# [TAREAS PENDIENTES]
A) Según el texto sobre la oración y la contemplación, ¿qué requiere perseverar en esa brega frecuentemente nocturna?
B) Reproduce del texto sobre la oración y la contemplación todo lo que va desde "A veces se dice" hasta "de plena confianza.".
C) Prosigue el texto sobre la oración y la contemplación a partir de su última oración.

A veces se dice que la oración y la contemplación son actividades inútiles, propias de personas que
huyen de la dureza de la vida y se refugian en “la mística”. Los que así hablan, además de desconocer
las riquezas que esconden las aguas profundas, no tienen idea del temple, la paciencia, la fortaleza de
ánimo que requiere perseverar en esa brega frecuentemente nocturna. Oración y contemplación no son
actividades para débiles de espíritu, sino para espíritus fuertes, que se fortalecen precisamente en esa
actividad tan “inútil” como esencial.
Esta fortaleza es necesaria también porque esa confrontación con lo profundo implica mirar cara a cara
las propias sombras, hacerse consciente del propio pecado, como Pedro nos revela hoy. Y sólo así,
reconociendo sinceramente la condición pecadora ante el único que puede limpiarnos, es posible
superar todo temor y pasar a la relación de plena confianza.

Entradas del conjunto de datos:

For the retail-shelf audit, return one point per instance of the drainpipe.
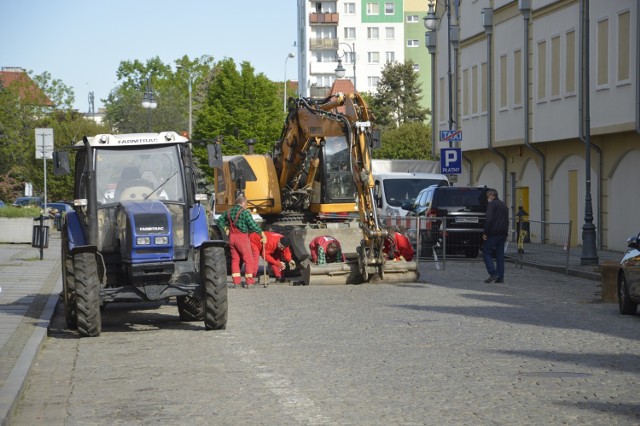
(487, 23)
(525, 9)
(637, 71)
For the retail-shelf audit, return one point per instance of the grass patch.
(11, 212)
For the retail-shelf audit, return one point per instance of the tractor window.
(339, 178)
(155, 173)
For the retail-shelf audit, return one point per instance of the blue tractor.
(138, 231)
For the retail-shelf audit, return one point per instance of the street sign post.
(451, 135)
(451, 161)
(44, 150)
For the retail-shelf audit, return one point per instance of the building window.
(555, 67)
(542, 70)
(517, 78)
(350, 33)
(390, 33)
(503, 64)
(623, 51)
(483, 88)
(570, 70)
(389, 9)
(603, 53)
(474, 90)
(465, 92)
(349, 8)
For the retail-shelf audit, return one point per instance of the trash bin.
(40, 236)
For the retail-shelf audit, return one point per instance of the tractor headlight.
(161, 241)
(143, 241)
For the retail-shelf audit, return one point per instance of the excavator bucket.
(349, 273)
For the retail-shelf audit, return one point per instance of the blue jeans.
(494, 244)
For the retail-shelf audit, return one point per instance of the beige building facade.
(519, 95)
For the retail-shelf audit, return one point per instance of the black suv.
(461, 210)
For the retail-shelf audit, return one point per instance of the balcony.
(323, 18)
(323, 43)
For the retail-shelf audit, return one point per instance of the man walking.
(496, 229)
(238, 223)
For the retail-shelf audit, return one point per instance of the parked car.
(629, 278)
(27, 201)
(461, 210)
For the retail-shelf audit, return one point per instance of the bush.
(10, 211)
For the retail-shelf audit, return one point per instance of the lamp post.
(589, 250)
(340, 70)
(190, 85)
(431, 43)
(431, 24)
(284, 97)
(148, 102)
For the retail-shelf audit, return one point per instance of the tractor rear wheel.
(214, 279)
(87, 291)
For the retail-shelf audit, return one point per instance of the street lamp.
(148, 102)
(284, 97)
(431, 24)
(190, 84)
(340, 70)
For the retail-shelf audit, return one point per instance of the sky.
(82, 42)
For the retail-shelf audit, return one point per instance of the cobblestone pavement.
(538, 349)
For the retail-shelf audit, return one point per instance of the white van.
(398, 182)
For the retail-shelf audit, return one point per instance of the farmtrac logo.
(140, 140)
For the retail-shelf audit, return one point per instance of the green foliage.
(170, 89)
(397, 100)
(409, 141)
(240, 105)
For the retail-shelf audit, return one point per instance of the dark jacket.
(497, 219)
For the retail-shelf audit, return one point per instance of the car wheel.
(626, 305)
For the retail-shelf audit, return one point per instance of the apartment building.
(528, 108)
(362, 36)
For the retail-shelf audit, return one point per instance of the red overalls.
(240, 246)
(273, 255)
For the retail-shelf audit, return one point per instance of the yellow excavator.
(317, 181)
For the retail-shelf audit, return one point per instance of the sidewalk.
(28, 296)
(30, 290)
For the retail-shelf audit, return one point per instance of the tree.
(239, 105)
(409, 141)
(124, 111)
(397, 100)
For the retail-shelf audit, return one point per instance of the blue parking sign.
(451, 161)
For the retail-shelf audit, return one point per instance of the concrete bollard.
(609, 281)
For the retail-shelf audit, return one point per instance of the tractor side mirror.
(61, 165)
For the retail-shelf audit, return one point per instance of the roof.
(28, 90)
(135, 139)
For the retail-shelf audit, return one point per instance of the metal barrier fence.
(531, 241)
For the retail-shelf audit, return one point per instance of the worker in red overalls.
(276, 253)
(238, 223)
(325, 249)
(397, 246)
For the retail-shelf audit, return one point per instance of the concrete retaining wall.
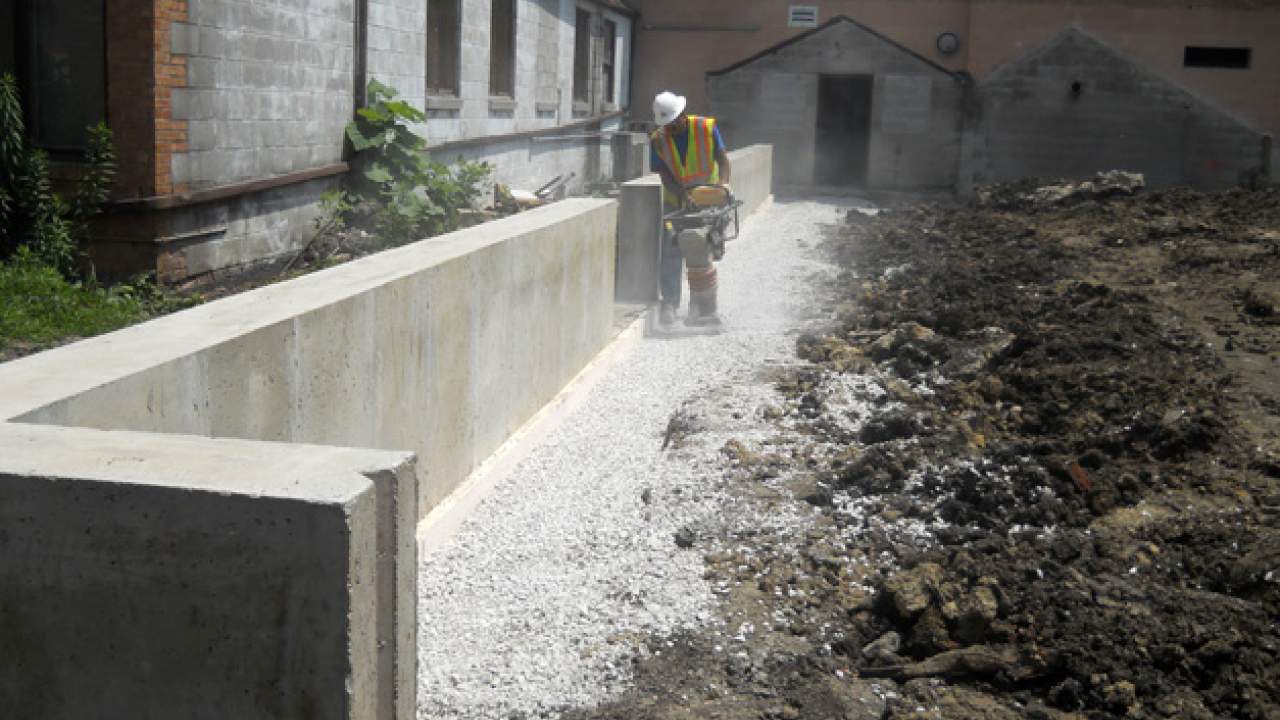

# [RESPUESTAS NUMERADAS]
A) El temple, la paciencia y la fortaleza de ánimo.

B)
A veces se dice que la oración y la contemplación son actividades inútiles, propias de personas que
huyen de la dureza de la vida y se refugian en “la mística”. Los que así hablan, además de desconocer
las riquezas que esconden las aguas profundas, no tienen idea del temple, la paciencia, la fortaleza de
ánimo que requiere perseverar en esa brega frecuentemente nocturna. Oración y contemplación no son
actividades para débiles de espíritu, sino para espíritus fuertes, que se fortalecen precisamente en esa
actividad tan “inútil” como esencial.
Esta fortaleza es necesaria también porque esa confrontación con lo profundo implica mirar cara a cara
las propias sombras, hacerse consciente del propio pecado, como Pedro nos revela hoy. Y sólo así,
reconociendo sinceramente la condición pecadora ante el único que puede limpiarnos, es posible
superar todo temor y pasar a la relación de plena confianza.

C)
Sólo el encuentro con Jesús y su Palabra en lo profundo nos descubre hasta el final quién es Él, y
también quiénes somos nosotros ante Él. El que escucha la Palabra en lo profundo y ha probado
mínimamente las riquezas encerradas ahí, no puede no comunicarla. Jesús, que nos interpela y llama
con su Palabra, también nos envía. En todo esto se da una interesante combinación de afirmación y
transformación del propio ser. Dios al llamarnos y encontrarse con nosotros en lo profundo respeta y
confirma nuestro ser. Si somos pescadores, lo seguiremos siendo. Pero, tocados por la experiencia de la
profundidad, nuestro ser ya no puede no hablar, y lo hace como eco de la Palabra, “diciéndola” en
aquello que hacemos y vivimos. Simón se convierte en Pedro, el pescador del mar del lago de
Genesaret, en pescador de hombres en el mar del mundo. De modo similar, Saulo, el defensor
intransigente del judaísmo y perseguidor de la Iglesia, se convierte en Pablo, el apóstol, trabajador
infatigable en la extensión del Evangelio “que nos está salvando”. Y así, cada uno de nosotros, de
acuerdo a la vocación cristiana que le ha tocado vivir, puede preguntarse cómo, sin dejar de ser el que
es, se ha convertido en un testigo que refleja en su vida la Palabra de Cristo, y transmite y comparte el
fruto de su particular pesca milagrosa.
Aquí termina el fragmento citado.